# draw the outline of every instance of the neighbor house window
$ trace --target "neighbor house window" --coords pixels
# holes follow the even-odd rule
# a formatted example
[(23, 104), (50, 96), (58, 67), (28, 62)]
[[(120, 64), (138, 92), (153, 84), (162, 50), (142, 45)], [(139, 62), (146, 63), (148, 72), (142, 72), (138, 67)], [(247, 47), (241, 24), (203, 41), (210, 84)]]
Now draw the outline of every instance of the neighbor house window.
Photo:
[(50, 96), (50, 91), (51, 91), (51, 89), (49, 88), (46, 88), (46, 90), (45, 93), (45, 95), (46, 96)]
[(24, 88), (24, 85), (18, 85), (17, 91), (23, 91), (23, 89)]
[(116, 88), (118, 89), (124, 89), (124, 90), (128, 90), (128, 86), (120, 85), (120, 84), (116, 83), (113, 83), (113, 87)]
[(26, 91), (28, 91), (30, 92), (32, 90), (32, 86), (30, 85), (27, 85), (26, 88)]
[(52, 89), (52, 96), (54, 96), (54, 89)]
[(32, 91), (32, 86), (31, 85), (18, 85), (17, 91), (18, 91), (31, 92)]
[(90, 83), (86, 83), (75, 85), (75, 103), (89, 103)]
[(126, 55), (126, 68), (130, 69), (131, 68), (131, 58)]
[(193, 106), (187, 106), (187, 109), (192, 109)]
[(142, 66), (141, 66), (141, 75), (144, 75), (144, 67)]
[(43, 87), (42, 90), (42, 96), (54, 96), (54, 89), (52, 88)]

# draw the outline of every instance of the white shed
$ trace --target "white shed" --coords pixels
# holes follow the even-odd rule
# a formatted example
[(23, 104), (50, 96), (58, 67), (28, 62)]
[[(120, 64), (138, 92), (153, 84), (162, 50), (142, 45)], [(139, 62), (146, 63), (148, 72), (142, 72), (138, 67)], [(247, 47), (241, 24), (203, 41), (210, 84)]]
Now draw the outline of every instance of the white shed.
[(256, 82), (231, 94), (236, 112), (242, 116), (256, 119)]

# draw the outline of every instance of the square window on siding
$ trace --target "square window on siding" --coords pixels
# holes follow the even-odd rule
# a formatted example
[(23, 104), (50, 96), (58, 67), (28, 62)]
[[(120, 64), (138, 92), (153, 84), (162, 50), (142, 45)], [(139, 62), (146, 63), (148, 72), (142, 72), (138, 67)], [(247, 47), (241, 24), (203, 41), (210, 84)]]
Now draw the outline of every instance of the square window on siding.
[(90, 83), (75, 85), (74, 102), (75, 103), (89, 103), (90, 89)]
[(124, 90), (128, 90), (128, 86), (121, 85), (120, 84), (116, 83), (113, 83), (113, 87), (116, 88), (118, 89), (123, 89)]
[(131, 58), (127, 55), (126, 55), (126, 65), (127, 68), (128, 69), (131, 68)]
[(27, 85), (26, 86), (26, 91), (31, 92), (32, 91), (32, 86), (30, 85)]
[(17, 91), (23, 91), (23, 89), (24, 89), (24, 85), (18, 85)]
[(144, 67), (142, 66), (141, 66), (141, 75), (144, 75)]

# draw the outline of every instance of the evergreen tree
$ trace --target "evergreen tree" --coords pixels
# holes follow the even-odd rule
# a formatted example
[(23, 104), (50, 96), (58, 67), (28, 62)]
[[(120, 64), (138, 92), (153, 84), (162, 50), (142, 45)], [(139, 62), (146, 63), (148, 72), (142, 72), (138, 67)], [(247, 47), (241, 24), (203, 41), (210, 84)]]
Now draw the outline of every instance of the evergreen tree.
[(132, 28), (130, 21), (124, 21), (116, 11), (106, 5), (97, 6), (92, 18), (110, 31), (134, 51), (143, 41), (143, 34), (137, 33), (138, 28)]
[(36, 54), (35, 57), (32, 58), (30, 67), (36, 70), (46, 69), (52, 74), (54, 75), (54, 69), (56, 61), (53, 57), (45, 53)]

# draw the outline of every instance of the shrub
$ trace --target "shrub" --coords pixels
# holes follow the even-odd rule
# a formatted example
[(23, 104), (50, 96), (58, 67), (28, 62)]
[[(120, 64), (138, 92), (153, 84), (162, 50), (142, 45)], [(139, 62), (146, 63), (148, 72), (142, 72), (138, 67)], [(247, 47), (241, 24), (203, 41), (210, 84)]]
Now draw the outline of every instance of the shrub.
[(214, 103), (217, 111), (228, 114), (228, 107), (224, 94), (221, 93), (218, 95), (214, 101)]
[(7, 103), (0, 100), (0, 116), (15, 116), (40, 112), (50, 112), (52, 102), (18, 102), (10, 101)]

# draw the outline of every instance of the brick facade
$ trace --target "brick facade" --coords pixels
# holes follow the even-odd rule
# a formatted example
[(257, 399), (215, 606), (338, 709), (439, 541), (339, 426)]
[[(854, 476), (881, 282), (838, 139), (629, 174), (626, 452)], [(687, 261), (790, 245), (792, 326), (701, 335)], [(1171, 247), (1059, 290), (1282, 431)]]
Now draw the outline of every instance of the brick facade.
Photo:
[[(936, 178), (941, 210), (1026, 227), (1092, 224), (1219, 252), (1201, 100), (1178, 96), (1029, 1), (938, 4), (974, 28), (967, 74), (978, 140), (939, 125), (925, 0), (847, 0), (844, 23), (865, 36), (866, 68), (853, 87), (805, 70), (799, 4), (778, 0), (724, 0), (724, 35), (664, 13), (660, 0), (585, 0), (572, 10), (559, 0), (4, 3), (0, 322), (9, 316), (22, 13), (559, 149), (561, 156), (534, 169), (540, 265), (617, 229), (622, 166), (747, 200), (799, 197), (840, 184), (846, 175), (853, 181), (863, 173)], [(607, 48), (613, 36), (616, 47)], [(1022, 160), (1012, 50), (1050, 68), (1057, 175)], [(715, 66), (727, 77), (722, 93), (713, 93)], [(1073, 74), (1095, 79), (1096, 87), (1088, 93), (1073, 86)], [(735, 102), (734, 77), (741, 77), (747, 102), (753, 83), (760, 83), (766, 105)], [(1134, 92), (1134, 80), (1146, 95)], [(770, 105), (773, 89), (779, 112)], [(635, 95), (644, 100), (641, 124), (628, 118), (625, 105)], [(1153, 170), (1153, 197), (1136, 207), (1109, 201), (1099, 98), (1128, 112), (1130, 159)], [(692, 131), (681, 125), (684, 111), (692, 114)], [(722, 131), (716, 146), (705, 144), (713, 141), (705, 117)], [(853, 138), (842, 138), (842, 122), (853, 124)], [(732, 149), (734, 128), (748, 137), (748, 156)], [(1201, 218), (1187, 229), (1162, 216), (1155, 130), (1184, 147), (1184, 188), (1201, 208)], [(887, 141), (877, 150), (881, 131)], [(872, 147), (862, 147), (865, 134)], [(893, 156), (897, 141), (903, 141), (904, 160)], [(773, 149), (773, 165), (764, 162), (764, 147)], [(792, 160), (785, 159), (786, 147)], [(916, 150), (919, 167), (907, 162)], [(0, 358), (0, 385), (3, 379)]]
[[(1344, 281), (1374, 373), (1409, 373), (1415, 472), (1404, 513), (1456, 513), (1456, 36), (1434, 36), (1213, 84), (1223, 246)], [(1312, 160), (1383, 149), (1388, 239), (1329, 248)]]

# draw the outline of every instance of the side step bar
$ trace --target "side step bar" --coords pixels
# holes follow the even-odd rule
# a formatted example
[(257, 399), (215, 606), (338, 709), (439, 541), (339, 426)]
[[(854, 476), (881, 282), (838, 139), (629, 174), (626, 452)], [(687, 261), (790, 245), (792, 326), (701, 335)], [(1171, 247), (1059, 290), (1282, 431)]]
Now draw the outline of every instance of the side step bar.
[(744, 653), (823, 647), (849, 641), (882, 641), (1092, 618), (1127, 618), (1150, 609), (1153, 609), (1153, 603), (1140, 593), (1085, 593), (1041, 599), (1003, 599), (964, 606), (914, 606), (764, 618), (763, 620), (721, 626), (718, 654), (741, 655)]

══════════════════════════════

■ Exercise goal ■
Render the listing as a JSON list of strings, one string per line with blank lines left out, starting from its first line and going on through the line that contains "[(256, 82), (231, 94), (236, 112), (242, 116), (256, 119)]".

■ Reply ■
[
  "# draw the outline of every instance of the neighbor house window",
  "$ trace --target \"neighbor house window\" --coords pixels",
  "# holes follow the even-odd rule",
  "# a formatted example",
  "[(23, 104), (50, 96), (58, 67), (28, 62)]",
  "[[(120, 64), (138, 92), (153, 84), (162, 50), (142, 45)], [(139, 62), (146, 63), (148, 72), (142, 72), (138, 67)], [(247, 47), (241, 24), (203, 41), (210, 84)]]",
  "Now draw the outline of every instance of the neighbor house window.",
  "Photo:",
  "[(50, 96), (50, 91), (51, 91), (51, 89), (49, 88), (46, 88), (46, 90), (45, 93), (45, 95), (46, 96)]",
  "[(24, 88), (24, 85), (18, 85), (17, 91), (23, 91), (23, 89)]",
  "[(116, 88), (118, 89), (124, 89), (124, 90), (128, 90), (128, 86), (120, 85), (120, 84), (116, 83), (113, 83), (113, 87)]",
  "[(26, 91), (28, 91), (30, 92), (32, 90), (32, 86), (30, 85), (27, 85), (26, 88)]",
  "[(52, 89), (52, 96), (54, 96), (54, 89)]",
  "[(32, 91), (32, 86), (31, 85), (18, 85), (17, 91), (18, 91), (31, 92)]",
  "[(90, 83), (86, 83), (75, 85), (75, 103), (89, 103)]",
  "[(126, 55), (126, 68), (130, 69), (131, 68), (131, 58)]",
  "[(193, 106), (187, 106), (187, 109), (192, 109)]",
  "[(142, 66), (141, 66), (141, 75), (144, 75), (144, 67)]",
  "[(43, 87), (42, 90), (42, 96), (54, 96), (54, 89), (52, 88)]",
  "# draw the outline of every instance of the white shed",
  "$ trace --target \"white shed\" --coords pixels",
  "# holes follow the even-odd rule",
  "# a formatted example",
  "[(23, 104), (50, 96), (58, 67), (28, 62)]",
  "[[(120, 64), (138, 92), (153, 84), (162, 50), (142, 45)], [(139, 62), (146, 63), (148, 72), (142, 72), (138, 67)], [(247, 47), (241, 24), (203, 41), (210, 84)]]",
  "Now draw the outline of every instance of the white shed.",
  "[(256, 82), (231, 94), (236, 112), (242, 116), (256, 119)]"
]